Excerpt from a dataset
---------------

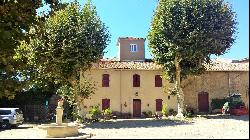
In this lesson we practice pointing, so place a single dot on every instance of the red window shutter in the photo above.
(136, 80)
(105, 80)
(158, 81)
(158, 104)
(105, 104)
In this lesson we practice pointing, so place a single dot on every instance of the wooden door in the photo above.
(203, 104)
(105, 104)
(136, 108)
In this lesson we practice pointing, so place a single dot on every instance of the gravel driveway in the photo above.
(205, 126)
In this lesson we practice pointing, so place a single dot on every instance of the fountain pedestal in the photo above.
(59, 129)
(59, 114)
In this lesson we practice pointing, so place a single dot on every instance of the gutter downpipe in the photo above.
(120, 91)
(228, 84)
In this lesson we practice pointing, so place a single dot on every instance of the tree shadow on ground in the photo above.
(136, 124)
(26, 127)
(226, 116)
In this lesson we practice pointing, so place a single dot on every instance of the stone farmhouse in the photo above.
(132, 84)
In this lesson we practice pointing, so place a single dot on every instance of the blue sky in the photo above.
(133, 17)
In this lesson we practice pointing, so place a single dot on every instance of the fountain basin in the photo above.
(60, 131)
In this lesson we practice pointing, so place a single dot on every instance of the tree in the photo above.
(16, 18)
(184, 34)
(68, 43)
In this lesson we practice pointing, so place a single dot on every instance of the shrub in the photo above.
(171, 111)
(149, 113)
(107, 114)
(189, 112)
(218, 103)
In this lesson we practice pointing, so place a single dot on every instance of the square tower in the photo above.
(131, 49)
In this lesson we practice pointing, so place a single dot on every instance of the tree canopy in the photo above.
(69, 42)
(184, 34)
(16, 18)
(193, 29)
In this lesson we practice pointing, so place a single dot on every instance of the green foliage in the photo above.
(96, 113)
(192, 29)
(67, 44)
(185, 33)
(164, 110)
(218, 103)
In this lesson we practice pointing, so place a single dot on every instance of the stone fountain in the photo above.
(60, 129)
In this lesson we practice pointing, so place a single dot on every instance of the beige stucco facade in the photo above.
(121, 91)
(218, 84)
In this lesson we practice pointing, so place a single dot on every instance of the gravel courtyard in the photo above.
(205, 126)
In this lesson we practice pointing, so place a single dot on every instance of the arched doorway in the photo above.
(203, 104)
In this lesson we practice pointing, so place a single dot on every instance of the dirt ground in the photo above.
(203, 127)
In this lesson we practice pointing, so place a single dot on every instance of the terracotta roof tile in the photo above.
(213, 66)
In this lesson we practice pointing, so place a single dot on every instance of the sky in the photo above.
(131, 18)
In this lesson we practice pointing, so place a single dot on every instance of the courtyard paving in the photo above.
(200, 127)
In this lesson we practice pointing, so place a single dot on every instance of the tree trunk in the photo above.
(180, 95)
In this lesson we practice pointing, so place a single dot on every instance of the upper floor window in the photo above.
(158, 81)
(158, 104)
(136, 80)
(133, 48)
(105, 80)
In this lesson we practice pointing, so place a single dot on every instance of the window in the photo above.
(158, 81)
(158, 104)
(5, 112)
(133, 48)
(105, 104)
(105, 80)
(136, 80)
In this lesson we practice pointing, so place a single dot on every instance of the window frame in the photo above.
(158, 106)
(158, 81)
(136, 80)
(133, 47)
(105, 80)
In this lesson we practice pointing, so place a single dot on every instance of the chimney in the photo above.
(131, 49)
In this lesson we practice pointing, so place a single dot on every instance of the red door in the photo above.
(105, 104)
(203, 104)
(136, 108)
(158, 104)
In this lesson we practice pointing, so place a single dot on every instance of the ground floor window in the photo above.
(158, 104)
(105, 104)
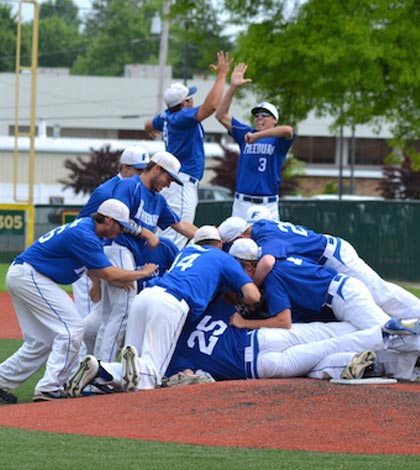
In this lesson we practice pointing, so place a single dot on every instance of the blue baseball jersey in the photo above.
(211, 344)
(282, 239)
(199, 273)
(148, 208)
(67, 252)
(184, 137)
(163, 255)
(260, 163)
(99, 195)
(297, 281)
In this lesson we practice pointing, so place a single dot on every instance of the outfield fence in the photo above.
(386, 234)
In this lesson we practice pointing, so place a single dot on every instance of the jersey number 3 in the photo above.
(206, 344)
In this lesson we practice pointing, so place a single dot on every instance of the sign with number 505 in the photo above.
(12, 222)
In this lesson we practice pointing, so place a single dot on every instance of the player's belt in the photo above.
(333, 245)
(335, 288)
(185, 178)
(256, 200)
(250, 355)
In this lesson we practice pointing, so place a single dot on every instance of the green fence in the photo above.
(385, 233)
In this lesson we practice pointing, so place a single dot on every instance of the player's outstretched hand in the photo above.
(237, 320)
(237, 78)
(149, 269)
(223, 63)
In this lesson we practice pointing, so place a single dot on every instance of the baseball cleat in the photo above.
(396, 326)
(130, 369)
(39, 395)
(357, 366)
(87, 371)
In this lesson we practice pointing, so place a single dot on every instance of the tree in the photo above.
(86, 175)
(117, 33)
(225, 173)
(7, 38)
(354, 60)
(65, 9)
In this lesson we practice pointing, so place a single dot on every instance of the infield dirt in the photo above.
(293, 414)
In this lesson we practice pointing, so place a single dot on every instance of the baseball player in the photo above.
(263, 150)
(162, 256)
(319, 350)
(199, 273)
(133, 160)
(211, 344)
(282, 239)
(296, 280)
(183, 135)
(51, 326)
(149, 209)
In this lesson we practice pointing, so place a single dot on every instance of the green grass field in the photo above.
(31, 450)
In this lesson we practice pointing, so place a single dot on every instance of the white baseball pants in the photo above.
(183, 200)
(393, 299)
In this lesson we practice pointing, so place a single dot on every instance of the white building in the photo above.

---------------

WHAT NEEDS TO BE DONE:
Pictures in the data above should not be copied; transcribe everything else exactly.

REPLY TO THE EXERCISE:
In this lesson we practice pointing, so place a single dot on every instance of the red window shutter in the photo above.
(136, 80)
(105, 80)
(158, 81)
(158, 104)
(105, 104)
In this lesson we practice pointing, so place a single dot on every instance of the wooden door in the photo above.
(203, 104)
(105, 104)
(136, 108)
In this lesson we practice pointing, so place a single dot on every instance of the gravel driveway in the photo above.
(205, 126)
In this lesson we practice pointing, so place a single dot on every instance of the fountain pedestal in the photo above.
(59, 129)
(59, 114)
In this lesson we practice pointing, so place a single dot on every instance of the gutter downpipe in the photo above.
(120, 91)
(228, 84)
In this lesson we practice pointing, so place a single dot on every instance of the tree shadow on ground in the photo above.
(136, 124)
(26, 127)
(226, 116)
In this lesson we practice pointing, so place a single dot on every instance of the stone farmhouse in the photo above.
(132, 84)
In this lesson we practice pointing, so place a single dot on every instance of the blue sky in the photo above.
(133, 17)
In this lesson we practice pointing, so place a single dot on every instance of the fountain basin in the photo above.
(60, 131)
In this lesson we practice pointing, so place a single dot on every instance of the tree in the photo above.
(16, 18)
(184, 34)
(68, 43)
In this lesson we practice pointing, so place a single dot on every instance of the shrub in the photo above.
(171, 111)
(149, 113)
(107, 114)
(189, 112)
(218, 103)
In this lesson we practice pointing, so place a single dot on every instance of the square tower in the photo above.
(131, 49)
In this lesson we practice pointing, so place a single dot on every instance of the tree canopy in the photo above.
(69, 42)
(184, 34)
(16, 18)
(193, 29)
In this lesson we practice pointing, so place a single dot on every instance of the green foliage in the photo above.
(96, 113)
(192, 29)
(67, 44)
(185, 33)
(164, 110)
(218, 103)
In this lesson we practice pointing, so place a single dot on every instance of the stone fountain in the photo above.
(60, 129)
In this lesson we practice pointing, so place a single dot on every instance of the beige stucco facade in the photo above.
(121, 91)
(218, 84)
In this lesson we practice pointing, so place a single dot on every instance of the gravel courtyard in the photo above.
(205, 126)
In this lesson we practice pointing, so place a single dot on every instance of the arched doorway in the photo above.
(203, 104)
In this lesson we practice pointing, so place a single dot on every instance of the dirt ground in the photo above.
(203, 127)
In this lesson we practice pointing, so place a single dot on every instance of the terracotta roof tile in the photo above.
(213, 66)
In this lesson we practice pointing, so place a single dot on every instance of the sky in the photo above.
(131, 18)
In this lesson we practice pointing, so place a single dot on every instance of the courtyard paving in the photo above.
(200, 127)
In this lesson we practice pointing, so place a single dot on every instance of the tree trunk in the photo above.
(180, 95)
In this lesson we practice pointing, so place a single dot on every instance of the upper floor window in the photo above.
(158, 81)
(158, 104)
(136, 80)
(133, 48)
(105, 80)
In this lesson we practice pointing, so place a single dot on every instance of the window in the photo above.
(158, 81)
(158, 104)
(5, 112)
(133, 48)
(105, 104)
(105, 80)
(136, 80)
In this lesson we practice pointing, so place a single dot on every instance of the window frame in the photo above.
(158, 106)
(158, 81)
(136, 80)
(133, 47)
(105, 80)
In this lesson we practice pointing, so place a single dot on every instance of the chimney in the photo above.
(131, 49)
In this lesson we practice pointing, so place a single dot on every instance of the red door in the photo above.
(105, 104)
(203, 104)
(136, 108)
(158, 104)
In this lesson we practice pointing, so place a single dot on every instance of the ground floor window in the photo above.
(158, 104)
(105, 104)
In this lesson we practice pointing, so place a single dot on every instance of the blue baseball jersey in the photo above.
(211, 344)
(282, 239)
(199, 273)
(148, 208)
(67, 252)
(184, 137)
(163, 255)
(260, 163)
(99, 195)
(297, 281)
In this lesson we practice pointing, so place a single dot on every instance of the outfield fence in the photo above.
(386, 234)
In this lesson we practice pointing, so place a single dot on every instance of the jersey number 3 in the photo above.
(206, 344)
In this lesson we practice pointing, so place a single dot on every instance of the sign with number 505 in the photo above.
(12, 222)
In this lesson we practice pointing, so place a single dot on every instance of the player's belt in the photo above.
(333, 245)
(335, 288)
(185, 178)
(256, 200)
(250, 355)
In this lesson we practice pointing, so place a single dot on every instance of the green fence in the photo above.
(385, 233)
In this lesson we practice pointing, so place a single dot on every instance of the player's outstretched hand in the photo above.
(237, 320)
(237, 78)
(149, 269)
(223, 63)
In this lesson we practice pointing, so place a single dot on every instance of the baseball cleat in the photo above.
(396, 326)
(130, 369)
(39, 395)
(357, 366)
(87, 371)
In this lesson we practice pointing, so place a single dot on every instance of the tree in the photo above.
(86, 175)
(117, 33)
(225, 173)
(7, 38)
(354, 60)
(65, 9)
In this lesson we practice pointing, so place a single dot on every instance of the infield dirt in the photo above.
(293, 414)
In this lesson we practice pointing, so place a single dot on every instance of the baseball player in the photo above.
(263, 150)
(162, 256)
(319, 350)
(199, 273)
(133, 160)
(211, 344)
(282, 239)
(296, 280)
(183, 135)
(51, 326)
(149, 209)
In this lesson we practice pointing, so place a single dot on every instance of the green grass field in the photo above.
(31, 450)
In this lesson we practice pointing, so place a single dot on every instance of the white baseball pants in the photo above.
(183, 200)
(393, 299)
In this lesson we practice pointing, so place a single dot on every instance of the white building in the photo above.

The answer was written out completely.